**EXERCISE DIRECTIONS:** Turn the entries below into a numbered list with one line of text per number, skipping any blank lines. Leave the pictures out of your list.

══════════

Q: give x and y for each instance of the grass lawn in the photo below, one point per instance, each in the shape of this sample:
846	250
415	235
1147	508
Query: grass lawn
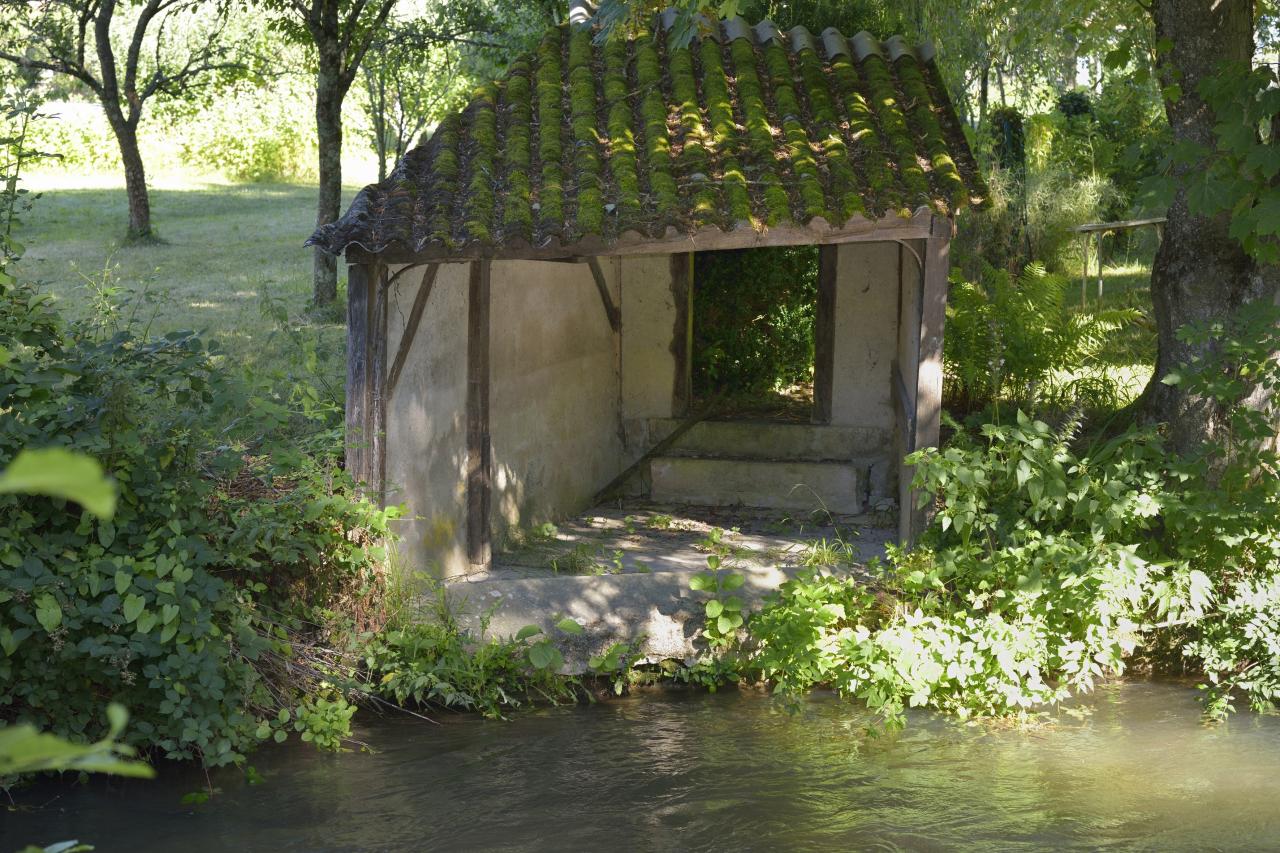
225	249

══════════

**WRITTEN SOLUTION:**
1. Q: give x and y for each instance of the grass lawn in the photo below, one point per instance, each in the shape of this sample:
2. 846	250
3. 415	235
4. 1147	508
5. Query: grass lawn
6. 225	249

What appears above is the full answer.